### EXERCISE BRIEF
Echo the records word for word, starting at their first line and stopping after the line that contains "Return the mask". Leave the pictures out.

++++++++++++++++++++

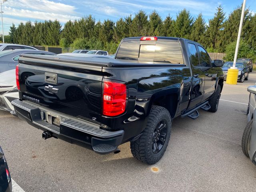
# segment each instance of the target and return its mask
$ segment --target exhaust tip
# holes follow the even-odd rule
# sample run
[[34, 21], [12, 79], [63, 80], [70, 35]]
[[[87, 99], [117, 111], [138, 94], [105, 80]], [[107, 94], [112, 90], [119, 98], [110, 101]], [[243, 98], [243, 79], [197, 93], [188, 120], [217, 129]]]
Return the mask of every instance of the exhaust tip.
[[116, 148], [116, 149], [114, 151], [114, 153], [115, 154], [117, 154], [118, 153], [119, 153], [121, 151], [118, 148]]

++++++++++++++++++++

### FINAL RESULT
# segment each instance of the target and return its mask
$ segment --target exhaust tip
# holes follow the even-odd rule
# sample run
[[34, 21], [12, 79], [63, 80], [70, 35]]
[[[87, 99], [117, 111], [138, 94], [105, 80]], [[107, 94], [112, 90], [119, 98], [110, 101]], [[243, 98], [243, 79], [197, 93], [188, 120], [217, 129]]]
Return the mask of every instance of the exhaust tip.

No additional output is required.